(Collected data entries)
□ □ □ □ □ □ □

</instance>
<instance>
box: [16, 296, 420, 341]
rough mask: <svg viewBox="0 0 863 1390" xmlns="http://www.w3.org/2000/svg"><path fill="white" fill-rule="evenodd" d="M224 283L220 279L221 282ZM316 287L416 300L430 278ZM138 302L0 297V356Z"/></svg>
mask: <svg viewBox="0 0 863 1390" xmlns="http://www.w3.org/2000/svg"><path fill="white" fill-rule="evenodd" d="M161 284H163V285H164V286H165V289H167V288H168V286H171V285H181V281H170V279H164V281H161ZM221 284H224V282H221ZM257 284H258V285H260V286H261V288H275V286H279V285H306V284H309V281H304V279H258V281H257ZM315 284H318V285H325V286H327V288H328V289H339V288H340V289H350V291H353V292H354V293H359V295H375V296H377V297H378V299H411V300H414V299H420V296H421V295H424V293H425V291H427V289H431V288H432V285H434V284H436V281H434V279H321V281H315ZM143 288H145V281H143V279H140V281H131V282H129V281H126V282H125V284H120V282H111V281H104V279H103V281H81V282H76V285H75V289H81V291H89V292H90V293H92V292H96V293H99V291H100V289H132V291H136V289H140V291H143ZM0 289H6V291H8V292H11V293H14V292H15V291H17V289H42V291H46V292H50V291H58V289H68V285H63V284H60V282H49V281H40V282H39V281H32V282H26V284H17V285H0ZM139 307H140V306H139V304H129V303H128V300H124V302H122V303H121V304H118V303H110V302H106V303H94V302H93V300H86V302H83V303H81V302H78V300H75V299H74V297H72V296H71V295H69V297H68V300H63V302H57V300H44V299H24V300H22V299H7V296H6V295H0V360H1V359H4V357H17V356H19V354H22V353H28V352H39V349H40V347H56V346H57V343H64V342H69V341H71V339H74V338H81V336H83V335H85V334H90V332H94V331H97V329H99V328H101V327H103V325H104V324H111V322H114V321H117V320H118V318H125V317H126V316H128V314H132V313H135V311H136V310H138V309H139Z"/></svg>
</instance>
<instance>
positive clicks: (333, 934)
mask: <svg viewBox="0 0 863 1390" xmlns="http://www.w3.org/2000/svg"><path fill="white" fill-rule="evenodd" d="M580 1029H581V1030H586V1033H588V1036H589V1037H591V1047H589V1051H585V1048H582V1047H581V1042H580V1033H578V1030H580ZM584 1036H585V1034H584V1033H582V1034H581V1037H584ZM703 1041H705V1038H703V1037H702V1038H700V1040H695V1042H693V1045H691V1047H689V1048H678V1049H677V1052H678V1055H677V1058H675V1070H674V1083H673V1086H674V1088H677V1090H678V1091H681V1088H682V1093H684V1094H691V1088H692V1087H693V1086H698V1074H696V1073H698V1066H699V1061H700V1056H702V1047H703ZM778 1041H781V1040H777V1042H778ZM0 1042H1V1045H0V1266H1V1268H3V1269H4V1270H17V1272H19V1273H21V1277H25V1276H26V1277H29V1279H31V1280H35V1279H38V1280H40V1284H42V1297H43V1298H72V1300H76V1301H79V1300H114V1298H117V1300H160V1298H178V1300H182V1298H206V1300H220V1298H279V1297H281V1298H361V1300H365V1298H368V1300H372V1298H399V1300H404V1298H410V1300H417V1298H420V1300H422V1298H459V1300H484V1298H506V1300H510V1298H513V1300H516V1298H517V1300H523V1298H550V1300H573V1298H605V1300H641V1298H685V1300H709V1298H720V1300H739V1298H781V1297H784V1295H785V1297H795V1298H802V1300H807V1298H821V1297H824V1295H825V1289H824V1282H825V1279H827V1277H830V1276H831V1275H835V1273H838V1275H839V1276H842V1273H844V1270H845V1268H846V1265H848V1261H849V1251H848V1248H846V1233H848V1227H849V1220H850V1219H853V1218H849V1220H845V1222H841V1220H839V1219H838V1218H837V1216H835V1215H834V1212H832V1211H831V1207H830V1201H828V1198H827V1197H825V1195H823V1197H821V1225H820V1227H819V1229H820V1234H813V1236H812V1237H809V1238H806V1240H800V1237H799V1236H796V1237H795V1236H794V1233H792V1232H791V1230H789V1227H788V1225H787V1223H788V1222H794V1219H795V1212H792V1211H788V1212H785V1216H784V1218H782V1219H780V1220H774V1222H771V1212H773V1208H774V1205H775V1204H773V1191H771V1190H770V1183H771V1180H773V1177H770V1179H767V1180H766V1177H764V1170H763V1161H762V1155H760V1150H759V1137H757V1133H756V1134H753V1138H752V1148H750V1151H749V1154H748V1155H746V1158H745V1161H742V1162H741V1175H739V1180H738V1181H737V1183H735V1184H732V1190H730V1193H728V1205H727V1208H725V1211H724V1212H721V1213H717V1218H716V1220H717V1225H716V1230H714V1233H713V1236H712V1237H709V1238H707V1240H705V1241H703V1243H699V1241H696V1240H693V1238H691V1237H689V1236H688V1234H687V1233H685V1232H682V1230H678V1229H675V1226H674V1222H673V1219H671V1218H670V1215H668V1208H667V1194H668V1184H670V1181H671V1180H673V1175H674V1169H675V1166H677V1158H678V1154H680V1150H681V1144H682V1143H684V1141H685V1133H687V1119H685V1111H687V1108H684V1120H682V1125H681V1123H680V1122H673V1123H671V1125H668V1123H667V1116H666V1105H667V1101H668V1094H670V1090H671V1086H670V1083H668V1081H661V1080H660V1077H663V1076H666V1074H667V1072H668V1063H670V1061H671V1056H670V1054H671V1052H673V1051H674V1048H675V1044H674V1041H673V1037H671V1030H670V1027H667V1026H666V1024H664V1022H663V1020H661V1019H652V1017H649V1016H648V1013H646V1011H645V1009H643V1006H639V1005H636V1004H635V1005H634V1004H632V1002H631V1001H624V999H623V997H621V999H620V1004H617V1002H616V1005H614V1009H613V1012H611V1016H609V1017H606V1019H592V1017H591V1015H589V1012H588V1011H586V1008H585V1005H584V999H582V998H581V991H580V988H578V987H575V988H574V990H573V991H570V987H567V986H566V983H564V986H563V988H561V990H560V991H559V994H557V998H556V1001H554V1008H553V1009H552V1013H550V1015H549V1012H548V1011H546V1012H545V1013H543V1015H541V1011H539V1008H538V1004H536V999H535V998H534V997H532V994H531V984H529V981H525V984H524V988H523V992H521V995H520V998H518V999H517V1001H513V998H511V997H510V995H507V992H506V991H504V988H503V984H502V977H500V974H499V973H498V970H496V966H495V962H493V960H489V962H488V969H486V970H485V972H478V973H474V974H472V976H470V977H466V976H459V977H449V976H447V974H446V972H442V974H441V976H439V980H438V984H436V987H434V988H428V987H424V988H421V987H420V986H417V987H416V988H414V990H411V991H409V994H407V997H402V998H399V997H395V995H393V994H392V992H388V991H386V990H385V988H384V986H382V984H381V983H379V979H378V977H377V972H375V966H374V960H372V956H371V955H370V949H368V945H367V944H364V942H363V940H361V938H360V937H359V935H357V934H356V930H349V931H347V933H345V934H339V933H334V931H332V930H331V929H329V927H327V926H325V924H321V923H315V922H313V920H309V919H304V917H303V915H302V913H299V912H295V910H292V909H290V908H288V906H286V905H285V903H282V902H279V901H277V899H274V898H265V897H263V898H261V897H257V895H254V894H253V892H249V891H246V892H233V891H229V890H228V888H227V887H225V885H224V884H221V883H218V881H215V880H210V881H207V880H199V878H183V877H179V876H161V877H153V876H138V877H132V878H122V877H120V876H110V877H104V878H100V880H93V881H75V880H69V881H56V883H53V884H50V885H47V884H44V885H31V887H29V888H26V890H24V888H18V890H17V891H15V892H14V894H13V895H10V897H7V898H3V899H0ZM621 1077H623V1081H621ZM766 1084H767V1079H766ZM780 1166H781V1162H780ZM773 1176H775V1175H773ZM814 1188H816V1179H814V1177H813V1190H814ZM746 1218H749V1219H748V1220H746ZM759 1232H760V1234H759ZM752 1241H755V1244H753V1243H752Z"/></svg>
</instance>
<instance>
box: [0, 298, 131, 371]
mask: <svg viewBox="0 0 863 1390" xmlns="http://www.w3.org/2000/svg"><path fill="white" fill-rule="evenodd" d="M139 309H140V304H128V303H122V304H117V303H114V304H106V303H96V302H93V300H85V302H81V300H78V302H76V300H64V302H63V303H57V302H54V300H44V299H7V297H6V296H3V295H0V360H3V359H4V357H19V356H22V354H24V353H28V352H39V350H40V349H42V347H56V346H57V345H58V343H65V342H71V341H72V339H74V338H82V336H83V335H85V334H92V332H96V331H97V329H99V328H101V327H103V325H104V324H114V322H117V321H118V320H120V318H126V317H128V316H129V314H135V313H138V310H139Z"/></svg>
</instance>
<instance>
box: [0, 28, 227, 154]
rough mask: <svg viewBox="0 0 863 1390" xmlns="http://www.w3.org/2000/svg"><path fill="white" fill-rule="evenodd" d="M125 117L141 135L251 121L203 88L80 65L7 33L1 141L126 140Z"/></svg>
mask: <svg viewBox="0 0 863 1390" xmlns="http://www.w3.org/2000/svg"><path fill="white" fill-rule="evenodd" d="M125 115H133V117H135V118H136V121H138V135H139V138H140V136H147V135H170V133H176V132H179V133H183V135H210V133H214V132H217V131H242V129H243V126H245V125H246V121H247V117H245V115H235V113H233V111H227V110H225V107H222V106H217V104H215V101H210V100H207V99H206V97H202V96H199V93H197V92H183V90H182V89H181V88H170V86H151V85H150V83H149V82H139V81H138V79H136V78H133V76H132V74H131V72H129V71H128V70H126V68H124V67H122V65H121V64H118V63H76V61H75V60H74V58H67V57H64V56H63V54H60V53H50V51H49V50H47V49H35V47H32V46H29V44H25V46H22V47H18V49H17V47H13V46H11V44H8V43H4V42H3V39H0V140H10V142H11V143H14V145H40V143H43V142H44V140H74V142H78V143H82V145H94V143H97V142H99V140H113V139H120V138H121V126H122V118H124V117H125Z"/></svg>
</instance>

□ □ □ □ □ □ □

▶ **EXERCISE PROMPT**: Render the lines from the start of the entries through the line that contains "283L220 279L221 282ZM316", inclusive, as a Markdown table with the columns "Row" and "Line". Leave out any blank lines.

▶ **EXERCISE RESPONSE**:
| Row | Line |
|---|---|
| 1 | </instance> |
| 2 | <instance> |
| 3 | box: [16, 296, 420, 341] |
| 4 | rough mask: <svg viewBox="0 0 863 1390" xmlns="http://www.w3.org/2000/svg"><path fill="white" fill-rule="evenodd" d="M224 283L220 279L221 282ZM316 287L416 300L430 278ZM138 302L0 297V356Z"/></svg> |